The data Start Marker
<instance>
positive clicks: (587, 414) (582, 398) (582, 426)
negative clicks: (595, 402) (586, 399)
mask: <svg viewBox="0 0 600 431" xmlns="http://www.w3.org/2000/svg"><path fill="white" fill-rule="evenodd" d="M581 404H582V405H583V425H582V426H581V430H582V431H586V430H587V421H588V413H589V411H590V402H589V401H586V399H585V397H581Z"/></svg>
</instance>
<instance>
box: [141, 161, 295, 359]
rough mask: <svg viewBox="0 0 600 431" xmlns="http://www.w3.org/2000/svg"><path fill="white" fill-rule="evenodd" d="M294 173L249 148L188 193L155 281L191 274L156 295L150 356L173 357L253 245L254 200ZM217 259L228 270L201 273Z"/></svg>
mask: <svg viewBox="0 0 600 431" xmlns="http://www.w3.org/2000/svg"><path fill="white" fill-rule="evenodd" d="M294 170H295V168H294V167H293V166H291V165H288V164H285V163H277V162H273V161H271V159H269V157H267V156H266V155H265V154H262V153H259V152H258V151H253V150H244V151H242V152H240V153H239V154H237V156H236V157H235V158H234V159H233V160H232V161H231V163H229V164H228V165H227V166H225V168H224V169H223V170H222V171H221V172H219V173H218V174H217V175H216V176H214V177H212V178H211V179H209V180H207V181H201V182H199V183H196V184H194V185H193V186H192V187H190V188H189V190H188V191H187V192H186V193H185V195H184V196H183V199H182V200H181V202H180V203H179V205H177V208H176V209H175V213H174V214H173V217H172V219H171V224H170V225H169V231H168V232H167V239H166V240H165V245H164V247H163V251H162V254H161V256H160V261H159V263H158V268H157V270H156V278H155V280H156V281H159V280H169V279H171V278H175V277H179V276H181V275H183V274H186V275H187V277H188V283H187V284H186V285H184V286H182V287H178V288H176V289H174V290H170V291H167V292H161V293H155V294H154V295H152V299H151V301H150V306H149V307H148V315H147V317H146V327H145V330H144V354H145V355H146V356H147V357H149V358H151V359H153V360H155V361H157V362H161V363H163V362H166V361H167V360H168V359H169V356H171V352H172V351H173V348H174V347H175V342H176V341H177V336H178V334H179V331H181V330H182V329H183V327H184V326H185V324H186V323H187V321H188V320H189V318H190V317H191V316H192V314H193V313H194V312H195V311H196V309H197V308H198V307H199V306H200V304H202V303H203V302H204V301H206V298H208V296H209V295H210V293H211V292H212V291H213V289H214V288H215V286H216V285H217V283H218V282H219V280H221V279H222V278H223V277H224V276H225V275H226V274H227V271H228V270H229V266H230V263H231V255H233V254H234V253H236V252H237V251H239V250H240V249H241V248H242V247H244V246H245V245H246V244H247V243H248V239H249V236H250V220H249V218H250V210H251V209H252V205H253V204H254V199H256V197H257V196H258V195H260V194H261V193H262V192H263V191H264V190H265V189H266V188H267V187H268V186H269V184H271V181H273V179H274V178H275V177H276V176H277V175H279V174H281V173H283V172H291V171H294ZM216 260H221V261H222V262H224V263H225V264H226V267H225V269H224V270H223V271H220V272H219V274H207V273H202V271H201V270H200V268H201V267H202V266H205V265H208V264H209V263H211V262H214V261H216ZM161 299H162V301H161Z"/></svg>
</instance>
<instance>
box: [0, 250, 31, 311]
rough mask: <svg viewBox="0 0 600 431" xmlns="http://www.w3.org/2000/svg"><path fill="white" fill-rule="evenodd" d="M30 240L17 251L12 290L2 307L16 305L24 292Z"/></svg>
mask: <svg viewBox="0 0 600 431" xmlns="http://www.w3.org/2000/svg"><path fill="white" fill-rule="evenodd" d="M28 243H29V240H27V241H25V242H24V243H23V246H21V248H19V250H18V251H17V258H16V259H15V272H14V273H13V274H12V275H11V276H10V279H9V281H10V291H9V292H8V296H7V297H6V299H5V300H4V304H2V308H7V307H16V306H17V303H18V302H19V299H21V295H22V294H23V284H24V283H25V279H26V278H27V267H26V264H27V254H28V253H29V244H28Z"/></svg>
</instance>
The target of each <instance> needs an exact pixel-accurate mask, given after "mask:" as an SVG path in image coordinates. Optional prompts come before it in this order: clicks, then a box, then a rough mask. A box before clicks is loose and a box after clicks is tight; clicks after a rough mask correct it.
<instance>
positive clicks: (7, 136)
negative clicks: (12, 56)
The data End Marker
Task objective ▸ Reproduce the records above in their entirety, unchanged.

Task solution ▸
<instance>
positive clicks: (587, 414) (582, 398) (582, 426)
negative clicks: (595, 402) (586, 399)
mask: <svg viewBox="0 0 600 431" xmlns="http://www.w3.org/2000/svg"><path fill="white" fill-rule="evenodd" d="M581 404H582V405H583V425H582V426H581V430H582V431H586V430H587V421H588V413H589V411H590V402H589V401H586V399H585V397H581Z"/></svg>
</instance>
<instance>
box: [141, 161, 295, 359]
rough mask: <svg viewBox="0 0 600 431" xmlns="http://www.w3.org/2000/svg"><path fill="white" fill-rule="evenodd" d="M294 173L249 148L188 193L155 281L191 274L156 295L150 356L173 357L253 245L254 200ZM217 259L228 270L201 273Z"/></svg>
mask: <svg viewBox="0 0 600 431" xmlns="http://www.w3.org/2000/svg"><path fill="white" fill-rule="evenodd" d="M294 170H295V168H294V167H293V166H291V165H288V164H285V163H277V162H273V161H271V159H269V157H267V156H266V155H265V154H262V153H259V152H258V151H253V150H244V151H242V152H240V153H239V154H237V156H236V157H235V158H234V159H233V160H232V161H231V163H229V164H228V165H227V166H225V168H224V169H223V170H222V171H221V172H219V173H218V174H217V175H216V176H214V177H212V178H211V179H209V180H207V181H201V182H199V183H196V184H194V185H193V186H192V187H190V188H189V190H188V191H187V192H186V193H185V195H184V196H183V199H182V200H181V202H180V203H179V205H177V208H176V209H175V213H174V214H173V217H172V219H171V224H170V225H169V231H168V232H167V239H166V240H165V245H164V247H163V251H162V254H161V256H160V261H159V263H158V268H157V270H156V278H155V280H156V281H159V280H169V279H171V278H175V277H179V276H181V275H183V274H186V275H187V277H188V283H187V284H186V285H184V286H182V287H178V288H176V289H174V290H170V291H167V292H161V293H155V294H154V295H152V299H151V301H150V306H149V307H148V315H147V317H146V327H145V330H144V354H145V355H146V356H147V357H149V358H151V359H153V360H155V361H157V362H161V363H163V362H166V361H167V360H168V359H169V356H171V352H172V351H173V348H174V347H175V342H176V341H177V336H178V334H179V331H181V330H182V329H183V327H184V326H185V324H186V323H187V321H188V320H189V318H190V317H191V316H192V314H193V313H194V312H195V311H196V309H197V308H198V307H199V306H200V304H202V303H203V302H204V301H206V298H208V296H209V295H210V293H211V292H212V291H213V289H214V288H215V286H216V285H217V283H218V282H219V280H221V279H222V278H223V277H224V276H225V275H226V274H227V271H228V270H229V266H230V263H231V255H233V254H234V253H236V252H237V251H239V250H240V249H241V248H242V247H244V246H245V245H246V244H247V243H248V239H249V236H250V220H249V218H250V210H251V209H252V205H253V204H254V199H256V197H257V196H258V195H260V194H261V193H262V192H263V191H264V190H265V189H266V188H267V187H268V186H269V184H271V181H273V179H274V178H275V177H276V176H277V175H279V174H281V173H283V172H291V171H294ZM216 260H221V261H222V262H224V263H225V264H226V267H225V269H224V270H223V271H220V272H219V274H207V273H202V271H201V270H200V268H201V267H202V266H205V265H208V264H209V263H211V262H214V261H216ZM161 299H162V301H161Z"/></svg>
</instance>
<instance>
box: [0, 250, 31, 311]
rough mask: <svg viewBox="0 0 600 431" xmlns="http://www.w3.org/2000/svg"><path fill="white" fill-rule="evenodd" d="M30 240L17 251L12 290L2 307L16 305L24 292Z"/></svg>
mask: <svg viewBox="0 0 600 431" xmlns="http://www.w3.org/2000/svg"><path fill="white" fill-rule="evenodd" d="M28 243H29V240H27V241H25V242H24V243H23V246H21V248H19V250H18V251H17V258H16V259H15V272H14V273H13V274H12V275H11V276H10V279H9V281H10V291H9V292H8V296H7V297H6V299H5V300H4V304H2V308H7V307H16V306H17V303H18V302H19V299H21V295H22V294H23V284H24V283H25V279H26V278H27V267H26V264H27V254H28V253H29V244H28Z"/></svg>
</instance>
The target of each <instance> needs an exact pixel-accurate mask, given after "mask:" as an SVG path in image coordinates. Optional prompts come before it in this order: clicks, then a box, then a rough mask. A box before clicks is loose and a box after clicks is tight; clicks after a rough mask correct it.
<instance>
positive clicks: (7, 136)
negative clicks: (12, 56)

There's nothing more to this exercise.